* **What to do**
1. In the passage on the Turkish coup attempt, whom did Erdogan blame for masterminding it?
2. According to the passage on the Turkish coup attempt, why is the cui bono argument that Gulenists were behind the coup not conclusive? Answer in one to three sentences.
3. Write the next part of the passage on the Turkish coup attempt, starting after its last sentence.

* **Source passage**
———

It’s been almost nine months since Turkish President Recep Tayyip Erdogan crushed a coup attempt and then declared a state of emergency, imprisoning opposition politicians, arresting tens of thousands of perceived opponents, journalists, and civil society leaders, confiscating opponents’ businesses and bank accounts, and cracking down on the remnants of the free press. Erdogan called the coup attempt and the excuse to crush his opponents “a gift from God.”
But was the coup really “a gift from God” or was it Erdogan’s gift to himself? Was it Turkey’s equivalent of the Reichstag Fire?
Even before the smoke cleared, Erdogan blamed exiled cleric (and one-time ally) Fethullah Gulen for masterminding the coup attempt. Turkish officials demand his extradition, yet neither the State Department nor the Justice Department have found the evidence presented by their Turkish counterparts to be credible, coherent, or comprehensive. The United States is not alone in this: German intelligence and the British government have likewise cast doubt on the official Turkish narrative.
Consider the problems or unanswered questions in Erdogan’s narrative:
1. Were the coup plotters Gulenists? While it seems certain that members of Gulen’s Hizmet movement played a role, many of the participating soldiers who were involved in the movement seemed either to have no advance knowledge of the impending coup or simply gambled on the losing side as events were underway. Many of those participating in the coup—followers of Gulen and others—received orders and believed they were on an exercise. This is especially true of students in the military academies. Harvard University scholar Dani Rodrik has made a convincing case that Gulenists were behind the coup, but cui bono logic does not substitute for proof nor does it necessarily mean that the Gulenists could be the only party to benefit. Erdogan has long targeted secularists and career officers. As he has moved to promote his own family—son Bilal and son-in-law Berat Albayrak—he has also antagonized long-time supporters within his own Justice and Development Party (AKP). Indeed, the brother of the former vice president of Erdogan’s ruling party was among the participants. There have also been numerous questions raised over the role and/or competence of Hakan Fidan, Turkey’s intelligence chief. Erdogan reportedly learned of the coup plot rather than Fidan, whom Erdogan could not reach for hours as the coup unfolded.

———

* **Raw data**
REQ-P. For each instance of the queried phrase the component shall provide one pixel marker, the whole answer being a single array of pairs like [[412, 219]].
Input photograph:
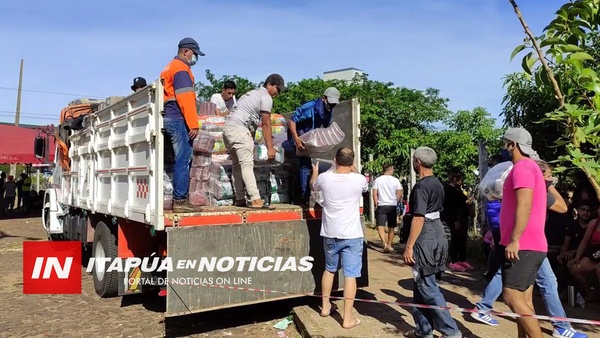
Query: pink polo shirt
[[525, 174]]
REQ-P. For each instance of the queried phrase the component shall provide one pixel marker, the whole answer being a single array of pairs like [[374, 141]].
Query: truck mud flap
[[212, 264]]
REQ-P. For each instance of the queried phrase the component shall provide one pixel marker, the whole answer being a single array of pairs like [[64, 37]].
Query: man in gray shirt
[[238, 136]]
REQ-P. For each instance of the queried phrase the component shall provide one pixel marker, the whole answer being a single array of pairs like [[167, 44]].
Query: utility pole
[[13, 167]]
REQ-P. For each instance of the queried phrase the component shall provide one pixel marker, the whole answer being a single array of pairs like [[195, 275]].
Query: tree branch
[[541, 57]]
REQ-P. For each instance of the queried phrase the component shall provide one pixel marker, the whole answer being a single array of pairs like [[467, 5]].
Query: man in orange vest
[[180, 117]]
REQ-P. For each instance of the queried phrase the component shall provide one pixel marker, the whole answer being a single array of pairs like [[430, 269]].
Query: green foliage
[[570, 44], [393, 120]]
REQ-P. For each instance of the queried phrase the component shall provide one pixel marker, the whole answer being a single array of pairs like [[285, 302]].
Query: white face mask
[[193, 60]]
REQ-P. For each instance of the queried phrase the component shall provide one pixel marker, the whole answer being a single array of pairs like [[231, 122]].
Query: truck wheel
[[105, 246]]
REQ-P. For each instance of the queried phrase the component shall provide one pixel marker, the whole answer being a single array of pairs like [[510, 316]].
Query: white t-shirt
[[386, 186], [341, 204], [221, 104], [248, 107]]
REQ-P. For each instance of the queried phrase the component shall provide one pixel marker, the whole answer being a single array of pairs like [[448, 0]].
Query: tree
[[214, 85], [577, 91]]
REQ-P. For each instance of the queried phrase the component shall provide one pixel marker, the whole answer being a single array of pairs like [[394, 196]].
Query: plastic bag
[[201, 173], [204, 142], [261, 153], [492, 184], [201, 159], [321, 140], [167, 184]]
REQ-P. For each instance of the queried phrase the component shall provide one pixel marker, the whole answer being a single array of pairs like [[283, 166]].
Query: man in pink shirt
[[523, 244]]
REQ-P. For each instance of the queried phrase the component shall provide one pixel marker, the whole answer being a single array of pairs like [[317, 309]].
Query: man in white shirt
[[225, 101], [341, 229], [387, 192], [239, 130]]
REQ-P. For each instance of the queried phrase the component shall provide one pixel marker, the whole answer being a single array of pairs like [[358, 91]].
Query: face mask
[[193, 60]]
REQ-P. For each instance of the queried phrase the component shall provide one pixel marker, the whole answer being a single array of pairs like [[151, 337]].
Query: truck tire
[[105, 246]]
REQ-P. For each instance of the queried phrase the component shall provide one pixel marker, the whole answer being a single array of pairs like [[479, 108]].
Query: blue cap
[[191, 44]]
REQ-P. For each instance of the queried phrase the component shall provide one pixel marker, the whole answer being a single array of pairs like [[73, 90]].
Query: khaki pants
[[240, 144]]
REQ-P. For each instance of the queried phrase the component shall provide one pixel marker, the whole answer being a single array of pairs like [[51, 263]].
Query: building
[[346, 74]]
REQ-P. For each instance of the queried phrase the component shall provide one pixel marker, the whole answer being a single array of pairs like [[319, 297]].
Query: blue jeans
[[350, 252], [177, 131], [545, 280], [305, 172], [427, 292]]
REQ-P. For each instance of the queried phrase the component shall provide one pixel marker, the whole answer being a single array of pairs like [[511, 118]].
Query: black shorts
[[520, 274], [387, 213], [593, 253]]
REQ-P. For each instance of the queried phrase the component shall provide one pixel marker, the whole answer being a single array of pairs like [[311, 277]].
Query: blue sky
[[461, 47]]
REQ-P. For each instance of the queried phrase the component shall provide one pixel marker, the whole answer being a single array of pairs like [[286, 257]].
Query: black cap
[[191, 44], [138, 82], [277, 80]]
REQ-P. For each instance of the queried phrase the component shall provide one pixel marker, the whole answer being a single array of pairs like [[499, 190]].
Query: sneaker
[[184, 206], [484, 318], [466, 265], [457, 267], [568, 333]]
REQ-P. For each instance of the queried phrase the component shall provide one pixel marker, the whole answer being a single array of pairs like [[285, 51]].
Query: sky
[[74, 49]]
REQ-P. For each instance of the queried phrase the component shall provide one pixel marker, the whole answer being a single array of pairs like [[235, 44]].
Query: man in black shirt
[[427, 248]]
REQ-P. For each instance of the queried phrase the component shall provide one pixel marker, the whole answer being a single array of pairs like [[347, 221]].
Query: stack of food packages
[[211, 181]]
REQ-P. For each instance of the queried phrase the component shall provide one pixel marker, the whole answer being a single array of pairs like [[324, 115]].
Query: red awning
[[16, 145]]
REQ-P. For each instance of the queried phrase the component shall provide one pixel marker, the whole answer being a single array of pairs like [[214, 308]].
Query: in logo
[[52, 267]]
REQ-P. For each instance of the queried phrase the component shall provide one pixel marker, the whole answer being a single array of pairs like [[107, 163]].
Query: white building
[[346, 74]]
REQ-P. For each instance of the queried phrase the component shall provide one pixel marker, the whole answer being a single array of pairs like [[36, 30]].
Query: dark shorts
[[387, 213], [593, 253], [520, 274]]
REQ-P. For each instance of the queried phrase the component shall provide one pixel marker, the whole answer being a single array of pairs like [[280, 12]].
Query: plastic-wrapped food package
[[492, 184], [201, 159], [197, 185], [261, 153], [204, 142], [198, 198], [201, 173], [321, 140], [220, 190], [167, 183]]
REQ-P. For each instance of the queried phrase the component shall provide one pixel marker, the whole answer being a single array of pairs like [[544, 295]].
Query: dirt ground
[[87, 315]]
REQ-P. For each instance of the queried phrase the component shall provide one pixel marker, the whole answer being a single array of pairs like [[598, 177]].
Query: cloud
[[459, 47]]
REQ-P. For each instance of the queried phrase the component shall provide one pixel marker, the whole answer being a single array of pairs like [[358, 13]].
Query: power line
[[52, 93]]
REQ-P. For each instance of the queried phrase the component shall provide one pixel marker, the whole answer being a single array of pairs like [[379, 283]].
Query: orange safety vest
[[179, 93]]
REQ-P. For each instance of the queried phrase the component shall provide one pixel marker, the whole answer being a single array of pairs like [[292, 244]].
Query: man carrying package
[[238, 136], [311, 115]]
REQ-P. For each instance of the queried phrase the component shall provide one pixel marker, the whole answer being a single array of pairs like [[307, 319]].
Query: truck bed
[[219, 215]]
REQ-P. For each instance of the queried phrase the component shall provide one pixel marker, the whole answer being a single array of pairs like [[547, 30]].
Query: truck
[[110, 199]]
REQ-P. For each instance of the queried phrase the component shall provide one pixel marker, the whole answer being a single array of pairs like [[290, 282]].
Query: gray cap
[[191, 44], [333, 95], [521, 137], [276, 80]]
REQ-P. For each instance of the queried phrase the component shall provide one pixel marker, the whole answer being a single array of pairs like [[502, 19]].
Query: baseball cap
[[521, 137], [333, 95], [138, 82], [277, 80], [191, 44]]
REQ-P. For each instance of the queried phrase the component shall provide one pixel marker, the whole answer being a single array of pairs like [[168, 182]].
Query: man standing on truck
[[238, 136], [341, 228], [226, 99], [181, 119], [313, 114]]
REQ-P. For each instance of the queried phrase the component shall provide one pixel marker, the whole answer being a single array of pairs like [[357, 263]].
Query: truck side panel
[[117, 163]]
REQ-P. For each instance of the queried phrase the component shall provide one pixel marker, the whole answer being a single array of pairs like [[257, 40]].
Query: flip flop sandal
[[333, 308], [356, 323]]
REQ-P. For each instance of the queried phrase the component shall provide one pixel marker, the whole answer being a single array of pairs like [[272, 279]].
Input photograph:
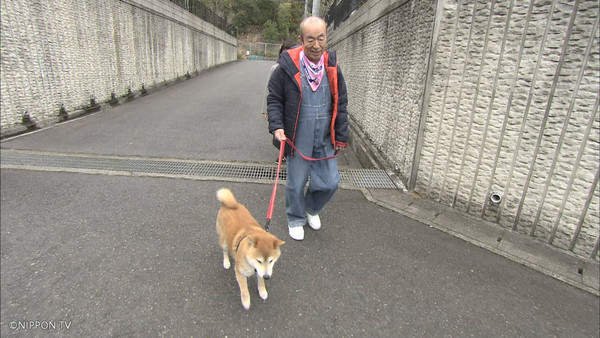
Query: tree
[[284, 19], [270, 31]]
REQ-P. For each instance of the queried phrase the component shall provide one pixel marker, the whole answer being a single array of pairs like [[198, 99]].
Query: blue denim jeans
[[313, 139]]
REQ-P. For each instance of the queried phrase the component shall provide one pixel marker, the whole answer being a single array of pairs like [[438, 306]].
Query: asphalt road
[[138, 256]]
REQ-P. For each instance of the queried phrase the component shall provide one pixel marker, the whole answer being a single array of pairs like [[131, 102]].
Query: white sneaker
[[313, 221], [296, 233]]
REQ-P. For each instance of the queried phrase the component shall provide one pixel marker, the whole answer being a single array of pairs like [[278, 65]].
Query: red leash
[[281, 150]]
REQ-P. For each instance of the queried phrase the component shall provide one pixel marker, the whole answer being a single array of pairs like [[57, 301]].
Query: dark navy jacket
[[285, 95]]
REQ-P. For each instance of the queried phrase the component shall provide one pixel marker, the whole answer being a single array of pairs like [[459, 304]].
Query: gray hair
[[310, 19]]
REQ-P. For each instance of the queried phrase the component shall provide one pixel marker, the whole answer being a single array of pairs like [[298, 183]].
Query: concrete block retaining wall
[[65, 53], [473, 98]]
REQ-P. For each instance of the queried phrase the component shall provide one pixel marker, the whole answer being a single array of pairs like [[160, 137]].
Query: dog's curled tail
[[225, 196]]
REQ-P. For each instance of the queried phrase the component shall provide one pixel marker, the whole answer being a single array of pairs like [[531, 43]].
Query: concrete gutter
[[549, 260]]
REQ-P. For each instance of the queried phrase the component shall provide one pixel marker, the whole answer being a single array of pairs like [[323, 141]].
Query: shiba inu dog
[[252, 248]]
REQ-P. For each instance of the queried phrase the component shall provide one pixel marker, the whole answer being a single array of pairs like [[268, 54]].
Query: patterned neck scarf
[[314, 72]]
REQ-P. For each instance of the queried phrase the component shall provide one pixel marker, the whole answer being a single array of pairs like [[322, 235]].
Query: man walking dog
[[307, 105]]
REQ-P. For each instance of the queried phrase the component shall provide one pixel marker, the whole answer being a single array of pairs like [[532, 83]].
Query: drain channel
[[201, 170]]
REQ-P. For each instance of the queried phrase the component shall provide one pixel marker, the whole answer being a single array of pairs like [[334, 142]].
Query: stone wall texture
[[474, 98], [65, 53]]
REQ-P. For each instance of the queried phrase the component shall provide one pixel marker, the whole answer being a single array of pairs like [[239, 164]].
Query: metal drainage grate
[[350, 178]]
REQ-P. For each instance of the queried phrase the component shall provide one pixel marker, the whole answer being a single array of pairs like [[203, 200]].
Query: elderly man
[[307, 104]]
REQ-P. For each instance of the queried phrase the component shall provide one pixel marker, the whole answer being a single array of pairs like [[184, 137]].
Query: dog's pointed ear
[[277, 243], [251, 241]]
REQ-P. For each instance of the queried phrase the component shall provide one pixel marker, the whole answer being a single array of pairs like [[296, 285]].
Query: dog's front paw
[[263, 294]]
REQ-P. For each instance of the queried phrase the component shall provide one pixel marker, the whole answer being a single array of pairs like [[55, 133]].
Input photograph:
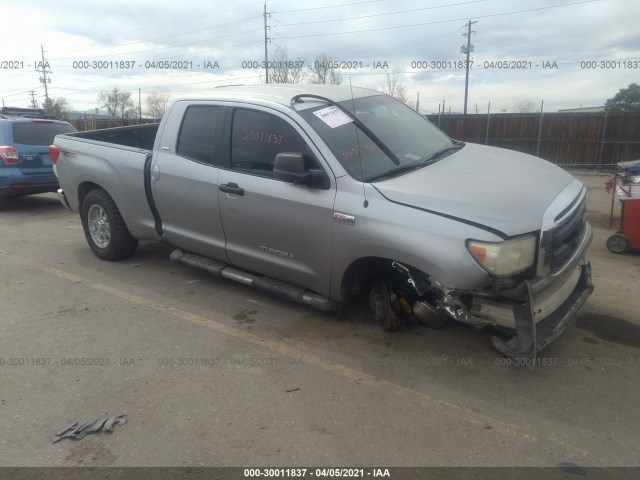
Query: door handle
[[231, 187]]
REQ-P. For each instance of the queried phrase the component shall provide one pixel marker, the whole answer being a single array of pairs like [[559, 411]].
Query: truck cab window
[[258, 137], [197, 134]]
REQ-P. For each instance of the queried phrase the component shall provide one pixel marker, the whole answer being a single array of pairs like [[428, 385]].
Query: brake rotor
[[380, 303]]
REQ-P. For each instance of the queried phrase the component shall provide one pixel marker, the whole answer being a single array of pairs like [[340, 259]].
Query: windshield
[[406, 137]]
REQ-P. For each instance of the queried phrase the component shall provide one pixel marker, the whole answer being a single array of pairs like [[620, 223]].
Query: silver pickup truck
[[319, 193]]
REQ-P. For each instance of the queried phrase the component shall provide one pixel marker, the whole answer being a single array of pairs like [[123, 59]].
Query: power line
[[382, 14], [171, 46], [168, 36], [329, 6], [440, 21]]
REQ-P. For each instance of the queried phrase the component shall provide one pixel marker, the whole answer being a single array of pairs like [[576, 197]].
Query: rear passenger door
[[274, 227], [185, 179]]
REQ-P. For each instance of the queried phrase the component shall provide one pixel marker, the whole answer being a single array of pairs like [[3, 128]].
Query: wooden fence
[[587, 140]]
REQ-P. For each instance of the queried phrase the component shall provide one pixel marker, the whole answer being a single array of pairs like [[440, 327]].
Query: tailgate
[[32, 139]]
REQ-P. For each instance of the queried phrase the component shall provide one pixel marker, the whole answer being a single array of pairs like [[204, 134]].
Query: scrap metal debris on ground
[[80, 430]]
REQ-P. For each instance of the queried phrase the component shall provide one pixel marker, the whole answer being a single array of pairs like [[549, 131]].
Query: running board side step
[[265, 284]]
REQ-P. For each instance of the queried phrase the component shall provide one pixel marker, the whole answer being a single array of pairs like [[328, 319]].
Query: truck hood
[[502, 191]]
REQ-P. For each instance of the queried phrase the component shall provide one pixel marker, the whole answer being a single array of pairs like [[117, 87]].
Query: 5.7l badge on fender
[[343, 218]]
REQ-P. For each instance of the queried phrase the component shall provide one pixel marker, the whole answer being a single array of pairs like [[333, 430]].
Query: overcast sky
[[120, 40]]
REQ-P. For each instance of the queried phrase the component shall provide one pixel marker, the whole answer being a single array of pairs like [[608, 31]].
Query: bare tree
[[58, 107], [525, 106], [395, 87], [126, 103], [115, 101], [283, 70], [157, 102], [323, 71]]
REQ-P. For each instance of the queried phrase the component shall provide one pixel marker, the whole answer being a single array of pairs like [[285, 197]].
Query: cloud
[[110, 34]]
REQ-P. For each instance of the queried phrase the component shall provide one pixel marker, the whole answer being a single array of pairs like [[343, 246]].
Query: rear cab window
[[256, 139], [197, 137]]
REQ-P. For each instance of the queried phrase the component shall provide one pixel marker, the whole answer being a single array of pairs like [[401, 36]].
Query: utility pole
[[33, 99], [468, 49], [266, 54], [44, 70]]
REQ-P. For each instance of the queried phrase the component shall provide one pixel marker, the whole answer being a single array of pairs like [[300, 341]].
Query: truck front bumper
[[63, 198], [533, 335]]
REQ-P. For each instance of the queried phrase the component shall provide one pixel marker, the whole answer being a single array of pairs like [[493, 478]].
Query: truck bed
[[117, 160], [138, 136]]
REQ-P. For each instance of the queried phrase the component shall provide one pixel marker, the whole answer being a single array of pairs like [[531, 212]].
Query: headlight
[[504, 258]]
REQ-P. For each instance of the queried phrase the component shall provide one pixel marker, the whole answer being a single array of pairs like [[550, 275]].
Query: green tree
[[627, 100]]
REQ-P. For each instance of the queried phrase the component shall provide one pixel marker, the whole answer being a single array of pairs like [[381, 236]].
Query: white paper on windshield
[[333, 116]]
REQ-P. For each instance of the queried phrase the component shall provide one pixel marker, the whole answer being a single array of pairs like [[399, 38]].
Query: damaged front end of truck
[[533, 305]]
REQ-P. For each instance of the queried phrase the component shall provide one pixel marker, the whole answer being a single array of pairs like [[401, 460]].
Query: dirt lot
[[212, 373]]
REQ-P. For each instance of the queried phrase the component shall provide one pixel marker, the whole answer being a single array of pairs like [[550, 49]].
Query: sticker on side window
[[333, 116]]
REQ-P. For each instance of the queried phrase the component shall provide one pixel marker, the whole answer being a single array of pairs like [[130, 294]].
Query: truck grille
[[565, 237], [562, 234]]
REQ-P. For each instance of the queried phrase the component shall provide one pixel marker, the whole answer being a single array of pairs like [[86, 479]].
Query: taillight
[[54, 153], [9, 155]]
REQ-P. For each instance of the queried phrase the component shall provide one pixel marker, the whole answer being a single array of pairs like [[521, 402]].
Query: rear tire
[[105, 230], [617, 243]]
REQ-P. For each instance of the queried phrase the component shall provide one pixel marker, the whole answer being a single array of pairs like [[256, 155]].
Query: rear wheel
[[104, 228], [617, 243]]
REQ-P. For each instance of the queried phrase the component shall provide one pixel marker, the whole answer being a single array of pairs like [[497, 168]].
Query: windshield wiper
[[423, 162], [395, 170]]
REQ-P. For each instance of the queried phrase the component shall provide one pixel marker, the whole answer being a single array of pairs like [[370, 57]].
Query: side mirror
[[290, 167]]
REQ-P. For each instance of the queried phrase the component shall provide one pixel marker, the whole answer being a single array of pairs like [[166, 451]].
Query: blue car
[[25, 165]]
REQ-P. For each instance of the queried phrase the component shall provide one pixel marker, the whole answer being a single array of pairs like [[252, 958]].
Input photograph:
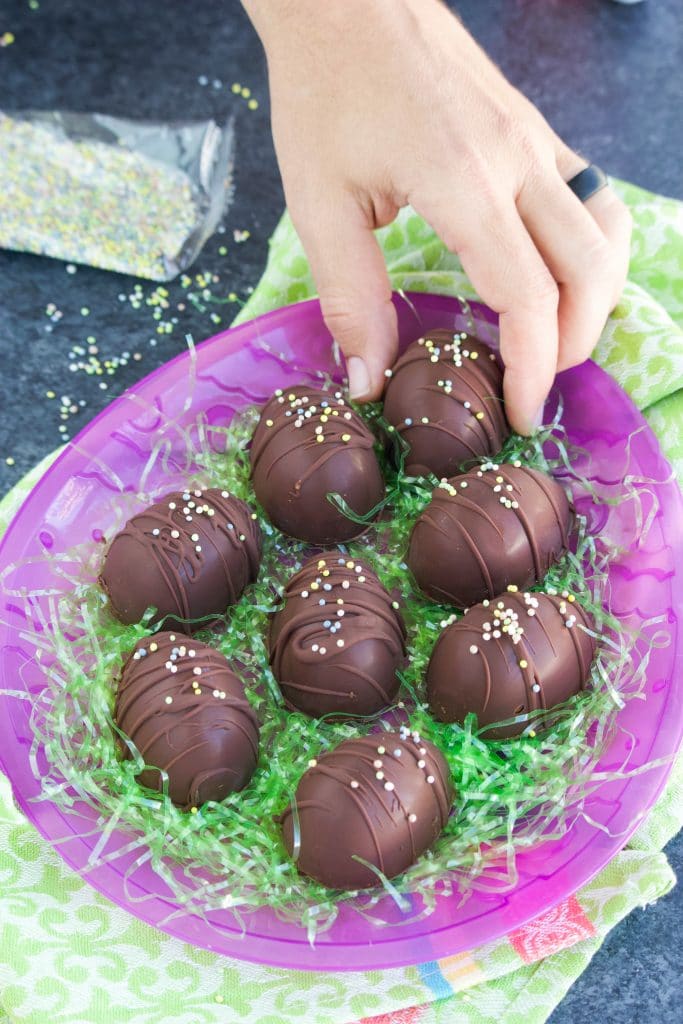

———

* **Task results**
1. He blamed the exiled cleric Fethullah Gulen, once his ally.

2. Cui bono logic does not substitute for proof. It also does not mean the Gulenists were the only party who could benefit.

3.
2. Could Gulenists really have infiltrated the military? The Turkish military has long been suspicious of Gulen and his followers. Could Gulen’s followers within the military really pulled it off, if they had been inclined to do so? Here, it’s important to remember the culture of Turkey’s professional military: Many officers began as student cadets in their early teens and essentially grew up together, lived together, and know pretty much everything there is to know about their colleagues. It is extremely hard to hide something like religion or sympathy to Gulen. The Turkish military will also survey peer groups before major promotions and those who may have fallen under Gulen’s sway usually do not reach flag rank.
3. Did Erdogan’s government collate the purge lists prior to any plot? The list of alleged coup plotters was so extensive that it was impossible to put it together in the hours after the coup. The fact that it included individuals who died in the weeks and months before their listing shows the spuriousness of the list and the lack of any honesty investigation. Badirma Prosecutor Ahmet Bicer, for example, died in May 2016 but was included on the purge list published on August 31, 2016. Then there was the case of Navy non-commissioned officer Esat Kalkan killed August 14, 2016 in Afghanistan, but nevertheless purged on November 22, 2016. The same purge list announced Mehmet Kargi’s firing from the Nusaybin municipality, even though he had died a month before. If investigators could not tell if a suspect was alive or dead, it says a lot about the quality of the investigation.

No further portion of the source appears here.